INSTRUCTIONS TO FOLLOW
Below are some entries. Work out how many of their lines hold the word "lamp", and write that number alone.

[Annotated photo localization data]
****
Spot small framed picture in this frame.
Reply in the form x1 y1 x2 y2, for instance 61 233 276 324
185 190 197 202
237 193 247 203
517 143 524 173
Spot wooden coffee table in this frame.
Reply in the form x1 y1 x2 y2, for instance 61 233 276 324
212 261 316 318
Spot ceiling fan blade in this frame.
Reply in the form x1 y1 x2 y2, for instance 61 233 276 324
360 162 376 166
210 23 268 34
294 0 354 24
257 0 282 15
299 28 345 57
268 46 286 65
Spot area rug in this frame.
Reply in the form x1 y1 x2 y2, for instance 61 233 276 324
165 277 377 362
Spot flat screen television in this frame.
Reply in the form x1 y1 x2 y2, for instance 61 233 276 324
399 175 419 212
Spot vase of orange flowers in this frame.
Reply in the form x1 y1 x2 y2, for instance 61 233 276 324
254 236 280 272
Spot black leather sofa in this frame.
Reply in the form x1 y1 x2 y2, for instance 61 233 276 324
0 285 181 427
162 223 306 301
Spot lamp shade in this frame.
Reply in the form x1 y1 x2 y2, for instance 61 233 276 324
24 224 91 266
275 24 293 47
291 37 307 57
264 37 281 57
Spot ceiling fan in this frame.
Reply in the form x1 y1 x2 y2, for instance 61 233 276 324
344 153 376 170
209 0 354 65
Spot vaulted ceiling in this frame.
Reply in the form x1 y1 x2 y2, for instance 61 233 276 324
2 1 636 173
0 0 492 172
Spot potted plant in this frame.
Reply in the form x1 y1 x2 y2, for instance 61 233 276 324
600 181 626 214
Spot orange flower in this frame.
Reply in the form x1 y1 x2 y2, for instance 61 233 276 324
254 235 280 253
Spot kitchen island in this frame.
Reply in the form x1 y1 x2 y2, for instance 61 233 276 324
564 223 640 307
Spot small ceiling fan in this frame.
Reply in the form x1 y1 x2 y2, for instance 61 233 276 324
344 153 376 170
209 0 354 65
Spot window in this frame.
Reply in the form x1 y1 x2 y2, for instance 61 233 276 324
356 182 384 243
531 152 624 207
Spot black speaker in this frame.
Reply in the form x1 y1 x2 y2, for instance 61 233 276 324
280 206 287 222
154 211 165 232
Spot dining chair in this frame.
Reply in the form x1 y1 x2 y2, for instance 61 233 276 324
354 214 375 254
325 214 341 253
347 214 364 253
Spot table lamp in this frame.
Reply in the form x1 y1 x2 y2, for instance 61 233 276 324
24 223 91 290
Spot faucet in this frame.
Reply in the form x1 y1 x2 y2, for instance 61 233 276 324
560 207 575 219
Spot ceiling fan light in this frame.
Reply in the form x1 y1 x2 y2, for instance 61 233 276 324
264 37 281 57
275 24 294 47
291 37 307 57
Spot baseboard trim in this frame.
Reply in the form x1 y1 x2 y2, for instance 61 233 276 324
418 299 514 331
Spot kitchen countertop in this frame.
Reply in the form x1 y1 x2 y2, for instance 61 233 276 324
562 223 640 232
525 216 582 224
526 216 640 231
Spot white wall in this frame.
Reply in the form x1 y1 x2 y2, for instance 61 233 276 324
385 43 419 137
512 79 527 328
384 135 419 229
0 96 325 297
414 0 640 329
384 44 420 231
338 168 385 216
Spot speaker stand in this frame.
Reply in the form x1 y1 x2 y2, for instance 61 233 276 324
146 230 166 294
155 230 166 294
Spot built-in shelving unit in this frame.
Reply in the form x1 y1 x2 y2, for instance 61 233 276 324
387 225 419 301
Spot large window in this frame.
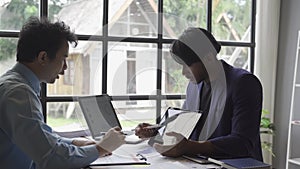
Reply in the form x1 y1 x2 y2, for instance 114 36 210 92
0 0 256 132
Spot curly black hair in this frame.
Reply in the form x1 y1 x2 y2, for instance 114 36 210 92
16 16 78 62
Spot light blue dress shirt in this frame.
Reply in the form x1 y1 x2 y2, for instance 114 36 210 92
0 63 99 169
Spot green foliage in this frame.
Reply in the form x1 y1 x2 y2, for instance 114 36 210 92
212 0 251 41
0 0 38 61
261 141 275 157
48 0 62 21
0 0 62 61
4 0 38 29
260 109 275 134
163 0 206 35
47 117 80 128
169 68 187 93
24 5 38 19
260 109 275 157
162 0 251 40
0 39 17 61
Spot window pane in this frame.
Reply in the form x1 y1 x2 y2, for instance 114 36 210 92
52 0 103 35
107 42 157 95
0 1 39 31
0 38 17 75
212 0 251 42
162 99 185 110
113 99 186 128
109 0 158 37
218 46 250 70
162 44 188 94
113 100 156 129
47 102 88 132
114 99 187 127
163 0 207 38
160 99 185 123
48 41 103 96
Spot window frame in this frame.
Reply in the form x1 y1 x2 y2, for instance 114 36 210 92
0 0 257 124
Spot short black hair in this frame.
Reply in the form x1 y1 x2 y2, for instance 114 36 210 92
170 27 221 66
17 16 78 62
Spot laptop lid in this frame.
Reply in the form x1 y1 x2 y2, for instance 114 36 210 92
78 94 121 139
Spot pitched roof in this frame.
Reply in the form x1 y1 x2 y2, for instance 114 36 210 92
57 0 129 35
57 0 175 53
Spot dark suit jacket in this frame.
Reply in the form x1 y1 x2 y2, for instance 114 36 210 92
184 60 263 161
209 61 262 161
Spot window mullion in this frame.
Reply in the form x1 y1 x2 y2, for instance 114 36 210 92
102 0 109 94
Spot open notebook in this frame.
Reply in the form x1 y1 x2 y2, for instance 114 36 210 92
78 94 143 144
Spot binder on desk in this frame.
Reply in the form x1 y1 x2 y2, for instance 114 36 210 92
208 157 271 169
89 153 149 166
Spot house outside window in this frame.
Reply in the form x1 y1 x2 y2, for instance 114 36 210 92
64 59 75 86
127 51 137 94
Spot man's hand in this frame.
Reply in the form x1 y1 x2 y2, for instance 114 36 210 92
134 123 159 138
96 127 126 157
72 137 96 147
153 132 188 157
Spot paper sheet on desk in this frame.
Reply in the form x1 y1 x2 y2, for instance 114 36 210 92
147 161 190 169
90 154 148 166
148 161 216 169
162 112 201 145
146 156 216 169
90 143 151 166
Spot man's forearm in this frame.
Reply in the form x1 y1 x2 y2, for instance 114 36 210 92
185 140 216 156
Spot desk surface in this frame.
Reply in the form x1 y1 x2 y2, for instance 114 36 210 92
89 140 220 169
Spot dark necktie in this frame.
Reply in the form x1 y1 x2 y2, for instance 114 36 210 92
189 81 211 140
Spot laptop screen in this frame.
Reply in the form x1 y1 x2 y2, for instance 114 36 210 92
78 94 121 138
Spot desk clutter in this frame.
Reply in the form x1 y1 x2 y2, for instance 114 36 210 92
87 141 271 169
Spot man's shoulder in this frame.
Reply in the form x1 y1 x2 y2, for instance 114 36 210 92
0 72 32 96
222 61 259 82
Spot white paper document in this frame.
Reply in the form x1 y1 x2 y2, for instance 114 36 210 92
90 143 150 166
90 153 148 166
162 112 201 145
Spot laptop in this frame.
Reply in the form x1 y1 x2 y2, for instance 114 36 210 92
78 94 143 144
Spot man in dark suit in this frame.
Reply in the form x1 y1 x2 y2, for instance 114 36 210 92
135 27 263 161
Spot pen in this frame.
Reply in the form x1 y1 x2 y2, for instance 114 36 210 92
145 124 163 130
100 132 106 135
136 153 147 161
100 130 134 136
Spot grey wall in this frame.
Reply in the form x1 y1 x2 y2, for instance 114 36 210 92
273 0 300 168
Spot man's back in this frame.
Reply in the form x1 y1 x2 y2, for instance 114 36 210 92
0 68 35 169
****
RESPONSE TO THIS EXERCISE
2